WHAT YOU HAVE TO DO
Only an exact repetition of every entry counts as the answer.
+++ MATERIAL PROVIDED
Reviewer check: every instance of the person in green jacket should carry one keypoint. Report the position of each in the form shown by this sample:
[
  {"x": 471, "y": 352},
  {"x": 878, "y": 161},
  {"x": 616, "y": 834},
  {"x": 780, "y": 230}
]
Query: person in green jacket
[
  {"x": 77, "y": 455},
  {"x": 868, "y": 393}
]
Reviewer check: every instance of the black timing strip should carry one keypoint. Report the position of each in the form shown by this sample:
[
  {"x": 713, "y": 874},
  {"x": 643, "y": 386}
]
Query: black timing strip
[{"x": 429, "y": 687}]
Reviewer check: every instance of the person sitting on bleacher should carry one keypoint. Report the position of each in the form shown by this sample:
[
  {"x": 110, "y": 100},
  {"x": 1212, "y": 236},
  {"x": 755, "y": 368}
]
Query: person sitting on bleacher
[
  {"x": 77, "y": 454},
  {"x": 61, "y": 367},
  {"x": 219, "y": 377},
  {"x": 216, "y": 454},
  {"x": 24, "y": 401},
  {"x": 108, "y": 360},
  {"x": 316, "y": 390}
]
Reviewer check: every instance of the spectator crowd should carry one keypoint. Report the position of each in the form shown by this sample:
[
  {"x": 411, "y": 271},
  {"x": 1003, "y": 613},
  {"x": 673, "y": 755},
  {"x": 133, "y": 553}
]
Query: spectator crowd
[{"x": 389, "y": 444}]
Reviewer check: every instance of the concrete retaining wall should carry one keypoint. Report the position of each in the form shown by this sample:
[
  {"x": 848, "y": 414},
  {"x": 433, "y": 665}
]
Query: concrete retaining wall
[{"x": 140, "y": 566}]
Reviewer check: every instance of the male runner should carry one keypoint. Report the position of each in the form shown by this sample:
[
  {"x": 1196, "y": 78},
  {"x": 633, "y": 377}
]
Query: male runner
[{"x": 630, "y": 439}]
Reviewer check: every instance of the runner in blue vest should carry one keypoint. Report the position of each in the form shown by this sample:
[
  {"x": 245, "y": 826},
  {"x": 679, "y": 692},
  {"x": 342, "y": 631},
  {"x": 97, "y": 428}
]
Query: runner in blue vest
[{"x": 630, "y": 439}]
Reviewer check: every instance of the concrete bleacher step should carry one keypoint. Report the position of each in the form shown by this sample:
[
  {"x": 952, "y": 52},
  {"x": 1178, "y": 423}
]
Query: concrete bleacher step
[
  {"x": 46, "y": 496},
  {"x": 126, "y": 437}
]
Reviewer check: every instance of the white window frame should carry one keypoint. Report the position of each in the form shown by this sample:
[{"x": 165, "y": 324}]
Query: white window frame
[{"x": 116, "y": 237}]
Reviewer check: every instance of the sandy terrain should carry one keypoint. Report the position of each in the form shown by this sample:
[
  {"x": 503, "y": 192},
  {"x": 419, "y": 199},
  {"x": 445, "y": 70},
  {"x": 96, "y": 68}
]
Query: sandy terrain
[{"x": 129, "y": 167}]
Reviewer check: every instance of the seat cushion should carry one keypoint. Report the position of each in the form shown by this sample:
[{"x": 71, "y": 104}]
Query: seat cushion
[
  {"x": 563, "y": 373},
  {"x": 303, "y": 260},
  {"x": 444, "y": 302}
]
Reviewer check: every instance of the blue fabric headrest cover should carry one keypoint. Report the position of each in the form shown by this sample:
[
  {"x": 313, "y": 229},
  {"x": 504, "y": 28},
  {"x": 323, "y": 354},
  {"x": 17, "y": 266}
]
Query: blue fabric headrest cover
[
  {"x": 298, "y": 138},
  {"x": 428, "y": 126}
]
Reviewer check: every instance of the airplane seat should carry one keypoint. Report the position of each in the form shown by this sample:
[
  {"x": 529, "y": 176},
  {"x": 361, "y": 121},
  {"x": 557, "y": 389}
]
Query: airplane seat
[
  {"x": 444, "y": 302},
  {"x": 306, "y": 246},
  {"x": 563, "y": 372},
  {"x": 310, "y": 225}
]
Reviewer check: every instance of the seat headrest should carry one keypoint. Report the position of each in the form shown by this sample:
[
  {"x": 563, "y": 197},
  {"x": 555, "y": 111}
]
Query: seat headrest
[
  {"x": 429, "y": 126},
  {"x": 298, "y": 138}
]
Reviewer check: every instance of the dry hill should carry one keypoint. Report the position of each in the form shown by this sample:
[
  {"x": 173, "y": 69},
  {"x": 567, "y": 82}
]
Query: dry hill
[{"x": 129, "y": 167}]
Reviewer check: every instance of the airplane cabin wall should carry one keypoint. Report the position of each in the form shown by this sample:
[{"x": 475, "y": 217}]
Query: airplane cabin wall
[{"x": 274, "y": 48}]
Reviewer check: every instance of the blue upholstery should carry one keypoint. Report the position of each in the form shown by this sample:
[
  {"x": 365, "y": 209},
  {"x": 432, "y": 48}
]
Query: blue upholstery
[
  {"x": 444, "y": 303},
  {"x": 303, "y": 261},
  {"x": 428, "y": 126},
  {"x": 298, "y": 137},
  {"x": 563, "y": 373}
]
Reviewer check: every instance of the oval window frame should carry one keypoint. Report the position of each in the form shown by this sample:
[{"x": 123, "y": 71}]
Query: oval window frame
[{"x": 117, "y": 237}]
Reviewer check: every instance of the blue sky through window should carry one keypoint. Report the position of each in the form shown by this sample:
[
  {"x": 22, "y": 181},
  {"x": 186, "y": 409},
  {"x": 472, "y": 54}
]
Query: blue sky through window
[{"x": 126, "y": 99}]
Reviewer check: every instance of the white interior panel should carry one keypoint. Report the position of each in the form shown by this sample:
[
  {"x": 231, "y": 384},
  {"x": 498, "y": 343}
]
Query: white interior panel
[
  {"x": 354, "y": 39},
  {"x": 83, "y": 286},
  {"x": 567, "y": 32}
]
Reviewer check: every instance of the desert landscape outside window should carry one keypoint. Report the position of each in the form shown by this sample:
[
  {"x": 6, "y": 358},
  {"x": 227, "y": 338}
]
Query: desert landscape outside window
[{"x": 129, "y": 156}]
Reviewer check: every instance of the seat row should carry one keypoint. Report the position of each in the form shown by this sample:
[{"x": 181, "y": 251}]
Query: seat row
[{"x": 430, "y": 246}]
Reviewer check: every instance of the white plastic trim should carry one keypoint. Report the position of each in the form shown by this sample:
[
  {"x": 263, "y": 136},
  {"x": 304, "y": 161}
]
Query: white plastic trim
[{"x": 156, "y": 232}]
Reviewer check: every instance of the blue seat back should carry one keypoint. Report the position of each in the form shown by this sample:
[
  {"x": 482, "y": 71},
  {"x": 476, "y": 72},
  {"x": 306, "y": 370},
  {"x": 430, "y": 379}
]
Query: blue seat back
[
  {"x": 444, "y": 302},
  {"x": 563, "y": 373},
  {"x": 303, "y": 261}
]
++++++
ANSWER TO THE EXERCISE
Reviewer check: every instance of the person in green jacket should carry one keypoint. Report the position of each in the form shown by this sample:
[
  {"x": 471, "y": 352},
  {"x": 878, "y": 161},
  {"x": 616, "y": 834},
  {"x": 780, "y": 230}
]
Query: person in green jacket
[
  {"x": 77, "y": 455},
  {"x": 868, "y": 393}
]
Reviewer check: every instance of the black timing strip should carry one keypoint. Report the position of each in the form shown by this sample:
[
  {"x": 713, "y": 874},
  {"x": 643, "y": 386}
]
Query: black timing strip
[{"x": 429, "y": 687}]
Reviewer check: every instance of the person sitting on bleacher should carry one keypoint. Report the position of each in the form shown by this sample:
[
  {"x": 110, "y": 100},
  {"x": 1212, "y": 236},
  {"x": 755, "y": 368}
]
Query: person sitting on bleacher
[
  {"x": 77, "y": 454},
  {"x": 61, "y": 367},
  {"x": 219, "y": 377},
  {"x": 216, "y": 454},
  {"x": 24, "y": 401},
  {"x": 108, "y": 360},
  {"x": 316, "y": 390}
]
Reviewer check: every instance of the spectator crowd should carry one keypoint. Report the position of each in the form shown by this sample:
[
  {"x": 411, "y": 271},
  {"x": 1003, "y": 613},
  {"x": 673, "y": 755},
  {"x": 133, "y": 553}
]
Query: spectator crowd
[{"x": 389, "y": 444}]
Reviewer check: every instance of the concrete retaining wall should carry one keypoint. Report the position of each in the form shown by this sample:
[
  {"x": 848, "y": 414},
  {"x": 433, "y": 665}
]
Query: concrete retaining wall
[{"x": 140, "y": 566}]
Reviewer check: every instance of the male runner should carry one keypoint. Report the position of each in the form shown by this sample:
[
  {"x": 1196, "y": 78},
  {"x": 633, "y": 377}
]
Query: male runner
[{"x": 630, "y": 439}]
Reviewer check: every instance of the runner in blue vest should carry one keypoint. Report the position of each in the form shown by this sample:
[
  {"x": 245, "y": 826},
  {"x": 679, "y": 692},
  {"x": 342, "y": 631},
  {"x": 97, "y": 428}
]
Query: runner in blue vest
[{"x": 630, "y": 439}]
Reviewer check: every instance of the concrete bleacher step should carry one keypoint. Report the position of each in the form shown by this sample:
[
  {"x": 952, "y": 52},
  {"x": 1178, "y": 423}
]
Query: concrete bleacher step
[
  {"x": 46, "y": 496},
  {"x": 126, "y": 437}
]
Reviewer check: every instance of the white window frame should carry one keypoint. Report the position of each in the form shown by this sample:
[{"x": 165, "y": 324}]
Query: white window frame
[{"x": 116, "y": 237}]
Reviewer check: every instance of the sandy terrain should carry one keypoint. Report the position of each in the form shown by this sample:
[
  {"x": 503, "y": 192},
  {"x": 419, "y": 199},
  {"x": 445, "y": 70},
  {"x": 96, "y": 68}
]
Query: sandy terrain
[{"x": 129, "y": 167}]
Reviewer check: every instance of the seat cushion should carry one keypoint. Report the position of each in the form shown by this sample:
[{"x": 71, "y": 104}]
Query: seat cushion
[
  {"x": 563, "y": 373},
  {"x": 303, "y": 260},
  {"x": 444, "y": 302}
]
Reviewer check: every instance of the blue fabric headrest cover should carry one keypoint. Report the position of each in the form shown by this sample:
[
  {"x": 313, "y": 229},
  {"x": 504, "y": 28},
  {"x": 323, "y": 354},
  {"x": 17, "y": 266}
]
Query: blue fabric headrest cover
[
  {"x": 298, "y": 138},
  {"x": 428, "y": 126}
]
Reviewer check: every instance of the airplane seat should carry one keypoint. Report the position of each in the form shown by this sample:
[
  {"x": 529, "y": 176},
  {"x": 361, "y": 121},
  {"x": 557, "y": 389}
]
Query: airplane seat
[
  {"x": 444, "y": 302},
  {"x": 306, "y": 246},
  {"x": 563, "y": 372},
  {"x": 310, "y": 225}
]
Reviewer check: every instance of the seat headrest should carry one keypoint. Report the position of each in the form shown by this sample:
[
  {"x": 563, "y": 197},
  {"x": 555, "y": 111}
]
Query: seat headrest
[
  {"x": 429, "y": 126},
  {"x": 298, "y": 138}
]
Reviewer check: every instance of the dry hill should carry one keypoint. Report the position of each in the form shown by this sample:
[
  {"x": 173, "y": 69},
  {"x": 567, "y": 82}
]
Query: dry hill
[{"x": 129, "y": 167}]
Reviewer check: every instance of the airplane cabin wall should carry one keypoint. Report the position of each in the form shown by this sample:
[{"x": 475, "y": 217}]
Query: airplane cabin wall
[{"x": 274, "y": 48}]
Reviewer check: every instance of the blue upholstery should carry one keypoint. Report the position of each in the form shown by this sample:
[
  {"x": 365, "y": 209},
  {"x": 432, "y": 48}
]
Query: blue upholstery
[
  {"x": 444, "y": 303},
  {"x": 303, "y": 261},
  {"x": 428, "y": 126},
  {"x": 298, "y": 137},
  {"x": 563, "y": 373}
]
Reviewer check: every instance of the oval window frame should carry one keypoint. Report the position of each in the form shown by this sample:
[{"x": 123, "y": 71}]
Query: oval window frame
[{"x": 117, "y": 237}]
Reviewer check: every instance of the blue sky through window should carry one keypoint. Report the position of each in the form shown by this sample:
[
  {"x": 22, "y": 181},
  {"x": 186, "y": 409},
  {"x": 472, "y": 54}
]
Query: blue sky through window
[{"x": 126, "y": 99}]
Reviewer check: every instance of the white interior panel should carry one keypoint. Report the position of each in the form shown by this sample:
[
  {"x": 231, "y": 384},
  {"x": 498, "y": 343}
]
Query: white interior panel
[
  {"x": 354, "y": 39},
  {"x": 83, "y": 286},
  {"x": 567, "y": 32}
]
Reviewer check: every instance of the desert landscape outside window should carry one keypoint. Report the position of each in the form shown by this sample:
[
  {"x": 6, "y": 358},
  {"x": 227, "y": 338}
]
Query: desert landscape outside window
[{"x": 129, "y": 156}]
Reviewer check: every instance of the seat row should carry one keypoint. Report the position of each in the form shown by this sample:
[{"x": 181, "y": 251}]
Query: seat row
[{"x": 430, "y": 246}]
Reviewer check: every instance of the white plastic trim should carry one keypoint. Report the position of each in the form shown by this sample:
[
  {"x": 263, "y": 136},
  {"x": 304, "y": 161}
]
Query: white plastic trim
[{"x": 156, "y": 232}]
Reviewer check: every instance of the blue seat back should carry one keypoint. Report the position of each in the form shown by this sample:
[
  {"x": 482, "y": 71},
  {"x": 476, "y": 72},
  {"x": 306, "y": 370},
  {"x": 430, "y": 379}
]
Query: blue seat back
[
  {"x": 444, "y": 302},
  {"x": 563, "y": 373},
  {"x": 303, "y": 261}
]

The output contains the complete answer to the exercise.